Recorded data
-- begin --
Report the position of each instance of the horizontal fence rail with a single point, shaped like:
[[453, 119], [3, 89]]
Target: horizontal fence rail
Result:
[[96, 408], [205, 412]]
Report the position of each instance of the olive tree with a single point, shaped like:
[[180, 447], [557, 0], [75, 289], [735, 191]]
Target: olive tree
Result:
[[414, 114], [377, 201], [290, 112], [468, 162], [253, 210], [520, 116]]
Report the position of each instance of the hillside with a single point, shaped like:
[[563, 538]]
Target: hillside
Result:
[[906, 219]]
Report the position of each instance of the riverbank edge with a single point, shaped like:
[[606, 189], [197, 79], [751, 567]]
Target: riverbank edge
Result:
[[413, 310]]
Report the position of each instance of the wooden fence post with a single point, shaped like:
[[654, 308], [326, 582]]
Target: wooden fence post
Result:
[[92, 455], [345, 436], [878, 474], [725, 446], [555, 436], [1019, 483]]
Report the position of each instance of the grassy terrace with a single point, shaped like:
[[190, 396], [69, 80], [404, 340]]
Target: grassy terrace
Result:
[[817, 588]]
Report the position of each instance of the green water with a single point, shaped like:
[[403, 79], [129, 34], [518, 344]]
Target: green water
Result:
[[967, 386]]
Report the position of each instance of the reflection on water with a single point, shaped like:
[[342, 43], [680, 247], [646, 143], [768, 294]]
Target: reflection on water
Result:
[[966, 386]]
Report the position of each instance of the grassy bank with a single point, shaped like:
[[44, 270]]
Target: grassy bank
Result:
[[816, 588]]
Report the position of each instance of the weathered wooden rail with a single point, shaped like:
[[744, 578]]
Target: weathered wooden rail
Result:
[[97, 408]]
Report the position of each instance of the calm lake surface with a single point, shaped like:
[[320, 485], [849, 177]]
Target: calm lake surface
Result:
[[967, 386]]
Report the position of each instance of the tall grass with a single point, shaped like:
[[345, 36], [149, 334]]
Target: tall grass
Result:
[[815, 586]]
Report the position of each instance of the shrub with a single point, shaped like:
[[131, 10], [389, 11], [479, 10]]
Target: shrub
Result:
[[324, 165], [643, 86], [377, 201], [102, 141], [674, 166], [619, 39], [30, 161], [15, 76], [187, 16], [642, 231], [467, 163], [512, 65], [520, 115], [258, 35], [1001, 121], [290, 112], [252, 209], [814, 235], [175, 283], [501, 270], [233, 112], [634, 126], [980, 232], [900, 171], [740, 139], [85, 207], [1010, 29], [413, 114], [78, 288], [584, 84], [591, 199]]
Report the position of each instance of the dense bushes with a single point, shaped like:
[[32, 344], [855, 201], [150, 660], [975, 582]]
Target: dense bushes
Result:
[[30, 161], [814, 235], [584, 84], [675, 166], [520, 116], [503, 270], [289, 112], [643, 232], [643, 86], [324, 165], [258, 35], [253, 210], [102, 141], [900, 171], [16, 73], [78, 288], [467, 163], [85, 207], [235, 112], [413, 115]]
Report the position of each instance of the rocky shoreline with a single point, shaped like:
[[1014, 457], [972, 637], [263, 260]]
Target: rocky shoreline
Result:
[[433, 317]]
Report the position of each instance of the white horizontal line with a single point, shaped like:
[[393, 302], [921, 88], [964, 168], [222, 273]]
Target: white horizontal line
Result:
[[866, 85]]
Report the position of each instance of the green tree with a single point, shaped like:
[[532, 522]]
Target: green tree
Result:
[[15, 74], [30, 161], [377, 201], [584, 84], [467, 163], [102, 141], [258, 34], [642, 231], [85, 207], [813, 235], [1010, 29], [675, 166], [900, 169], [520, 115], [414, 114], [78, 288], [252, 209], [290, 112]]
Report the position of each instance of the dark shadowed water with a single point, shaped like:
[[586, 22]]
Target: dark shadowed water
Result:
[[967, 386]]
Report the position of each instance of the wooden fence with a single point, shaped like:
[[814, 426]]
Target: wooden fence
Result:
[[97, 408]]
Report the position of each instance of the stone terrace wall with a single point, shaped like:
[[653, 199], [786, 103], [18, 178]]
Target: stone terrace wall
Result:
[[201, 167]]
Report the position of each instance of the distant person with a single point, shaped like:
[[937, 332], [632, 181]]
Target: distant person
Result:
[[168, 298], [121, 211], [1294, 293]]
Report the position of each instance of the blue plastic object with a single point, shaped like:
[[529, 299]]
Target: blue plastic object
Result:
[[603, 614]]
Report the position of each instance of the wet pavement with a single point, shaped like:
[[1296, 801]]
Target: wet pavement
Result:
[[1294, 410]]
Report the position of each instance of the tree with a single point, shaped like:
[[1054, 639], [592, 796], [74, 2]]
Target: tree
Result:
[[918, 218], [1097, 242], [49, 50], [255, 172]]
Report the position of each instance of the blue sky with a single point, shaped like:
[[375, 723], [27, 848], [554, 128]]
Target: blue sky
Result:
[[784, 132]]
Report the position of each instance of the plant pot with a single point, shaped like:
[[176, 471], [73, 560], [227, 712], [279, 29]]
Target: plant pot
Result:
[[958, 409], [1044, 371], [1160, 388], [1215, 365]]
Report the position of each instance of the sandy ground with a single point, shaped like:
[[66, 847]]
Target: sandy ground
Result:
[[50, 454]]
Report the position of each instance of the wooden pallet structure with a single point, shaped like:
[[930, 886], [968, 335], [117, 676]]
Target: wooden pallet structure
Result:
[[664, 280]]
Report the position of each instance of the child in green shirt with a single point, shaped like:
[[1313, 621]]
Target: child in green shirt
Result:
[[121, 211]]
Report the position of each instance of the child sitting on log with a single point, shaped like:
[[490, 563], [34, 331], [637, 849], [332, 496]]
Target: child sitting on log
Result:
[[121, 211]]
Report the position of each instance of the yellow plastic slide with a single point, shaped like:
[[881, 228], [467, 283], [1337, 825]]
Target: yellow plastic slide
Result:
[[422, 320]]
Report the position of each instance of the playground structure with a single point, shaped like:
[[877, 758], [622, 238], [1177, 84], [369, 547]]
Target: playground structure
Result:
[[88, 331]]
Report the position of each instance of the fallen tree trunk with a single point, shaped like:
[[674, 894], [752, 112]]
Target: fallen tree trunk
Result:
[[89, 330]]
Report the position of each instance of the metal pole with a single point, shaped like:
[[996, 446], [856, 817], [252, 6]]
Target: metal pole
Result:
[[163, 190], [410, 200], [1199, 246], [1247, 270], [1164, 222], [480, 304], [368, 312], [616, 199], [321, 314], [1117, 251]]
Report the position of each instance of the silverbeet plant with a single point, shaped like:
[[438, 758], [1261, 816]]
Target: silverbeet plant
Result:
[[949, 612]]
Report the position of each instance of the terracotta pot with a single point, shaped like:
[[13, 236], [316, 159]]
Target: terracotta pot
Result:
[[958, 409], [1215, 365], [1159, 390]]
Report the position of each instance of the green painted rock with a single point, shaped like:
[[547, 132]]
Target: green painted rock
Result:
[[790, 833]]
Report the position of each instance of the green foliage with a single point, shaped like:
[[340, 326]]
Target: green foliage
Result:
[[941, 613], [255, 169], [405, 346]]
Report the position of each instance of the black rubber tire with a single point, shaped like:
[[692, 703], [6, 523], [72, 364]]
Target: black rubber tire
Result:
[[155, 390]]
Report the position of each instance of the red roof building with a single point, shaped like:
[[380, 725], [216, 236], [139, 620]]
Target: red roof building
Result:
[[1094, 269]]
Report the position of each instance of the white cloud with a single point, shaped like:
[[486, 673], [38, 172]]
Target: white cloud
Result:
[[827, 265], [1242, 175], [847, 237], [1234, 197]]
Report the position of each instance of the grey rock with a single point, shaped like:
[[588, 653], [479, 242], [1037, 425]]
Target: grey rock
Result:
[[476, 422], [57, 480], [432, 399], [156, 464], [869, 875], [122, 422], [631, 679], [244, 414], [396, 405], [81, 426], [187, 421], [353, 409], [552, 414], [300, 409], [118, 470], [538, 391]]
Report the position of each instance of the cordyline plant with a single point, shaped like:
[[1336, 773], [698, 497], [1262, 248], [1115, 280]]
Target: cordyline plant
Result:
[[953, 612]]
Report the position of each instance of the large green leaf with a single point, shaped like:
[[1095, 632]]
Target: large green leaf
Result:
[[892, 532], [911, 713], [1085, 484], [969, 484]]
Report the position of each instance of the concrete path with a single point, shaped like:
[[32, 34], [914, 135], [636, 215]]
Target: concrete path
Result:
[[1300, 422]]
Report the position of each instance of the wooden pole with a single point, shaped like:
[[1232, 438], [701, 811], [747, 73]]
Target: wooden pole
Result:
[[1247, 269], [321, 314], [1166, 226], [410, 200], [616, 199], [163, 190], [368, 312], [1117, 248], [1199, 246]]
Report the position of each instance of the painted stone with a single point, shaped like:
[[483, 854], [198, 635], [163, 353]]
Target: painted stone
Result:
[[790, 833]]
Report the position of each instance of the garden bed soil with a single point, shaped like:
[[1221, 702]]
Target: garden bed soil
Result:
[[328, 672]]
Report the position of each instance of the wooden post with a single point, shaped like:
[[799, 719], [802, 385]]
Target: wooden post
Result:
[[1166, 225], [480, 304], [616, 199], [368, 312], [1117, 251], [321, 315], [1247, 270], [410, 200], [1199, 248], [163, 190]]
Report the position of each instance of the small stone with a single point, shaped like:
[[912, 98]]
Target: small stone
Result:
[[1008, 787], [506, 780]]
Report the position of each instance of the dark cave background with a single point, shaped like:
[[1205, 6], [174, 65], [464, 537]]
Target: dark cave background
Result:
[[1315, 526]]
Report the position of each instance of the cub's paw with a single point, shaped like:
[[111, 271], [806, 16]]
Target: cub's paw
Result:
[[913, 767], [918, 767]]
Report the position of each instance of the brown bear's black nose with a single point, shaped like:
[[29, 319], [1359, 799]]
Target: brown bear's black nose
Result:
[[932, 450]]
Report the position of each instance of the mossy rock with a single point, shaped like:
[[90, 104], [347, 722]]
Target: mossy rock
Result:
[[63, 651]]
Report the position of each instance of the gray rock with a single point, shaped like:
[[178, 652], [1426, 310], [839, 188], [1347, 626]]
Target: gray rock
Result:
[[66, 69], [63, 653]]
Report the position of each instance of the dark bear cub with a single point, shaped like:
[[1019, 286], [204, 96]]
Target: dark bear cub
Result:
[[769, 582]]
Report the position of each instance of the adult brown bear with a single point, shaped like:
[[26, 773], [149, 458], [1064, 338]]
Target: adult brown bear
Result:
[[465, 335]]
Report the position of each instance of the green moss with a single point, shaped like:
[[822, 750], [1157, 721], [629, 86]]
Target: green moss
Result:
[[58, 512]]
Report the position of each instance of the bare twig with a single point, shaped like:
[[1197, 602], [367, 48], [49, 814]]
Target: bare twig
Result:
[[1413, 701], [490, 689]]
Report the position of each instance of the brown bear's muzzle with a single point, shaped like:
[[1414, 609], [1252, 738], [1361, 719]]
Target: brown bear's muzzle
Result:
-- end --
WHAT YOU ARE ASKED TO DO
Rewrite the lines from the line with "Report the position of each instance of the distant" to the line with "[[1294, 410]]", both included, keeping each request and its sample format unchanged. Multiply every point coordinate in the results by 1.95 and round each to a whole number, with halves rounded up.

REPLY TO THE EXERCISE
Report the position of each instance of the distant person with a single point, shaped like:
[[937, 332], [632, 181]]
Target: distant person
Result:
[[328, 581], [236, 411], [2523, 571]]
Report the position of each instance of the blue plastic object with a single point, shaped like:
[[529, 299]]
Target: blue plastic object
Result:
[[1176, 1197]]
Report the position of each instance of the wet pavement with a single point, shaped like:
[[1296, 801]]
Target: wet pavement
Result:
[[2523, 800]]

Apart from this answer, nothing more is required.